Brief: From the listing below, work out how many lines contain "sample"; the answer is that number and nothing more.

Data supplied:
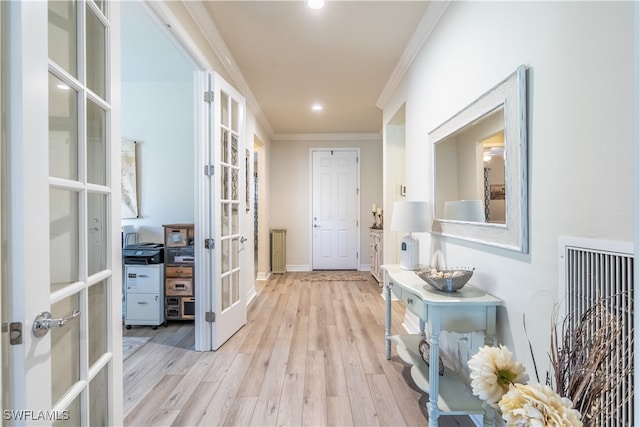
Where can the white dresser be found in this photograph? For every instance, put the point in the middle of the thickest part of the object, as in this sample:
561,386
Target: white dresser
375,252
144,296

==

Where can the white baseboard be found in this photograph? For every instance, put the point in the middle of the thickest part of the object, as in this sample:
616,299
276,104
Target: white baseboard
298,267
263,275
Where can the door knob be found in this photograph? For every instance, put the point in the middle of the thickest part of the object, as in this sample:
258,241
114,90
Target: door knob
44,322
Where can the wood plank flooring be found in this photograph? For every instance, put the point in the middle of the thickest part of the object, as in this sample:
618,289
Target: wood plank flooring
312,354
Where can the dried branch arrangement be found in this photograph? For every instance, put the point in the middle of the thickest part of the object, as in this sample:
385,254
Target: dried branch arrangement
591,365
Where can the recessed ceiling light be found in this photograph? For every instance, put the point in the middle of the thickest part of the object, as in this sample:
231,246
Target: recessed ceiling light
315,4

==

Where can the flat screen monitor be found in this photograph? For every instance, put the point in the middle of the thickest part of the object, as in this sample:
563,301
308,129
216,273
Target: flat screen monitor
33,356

Your response: 7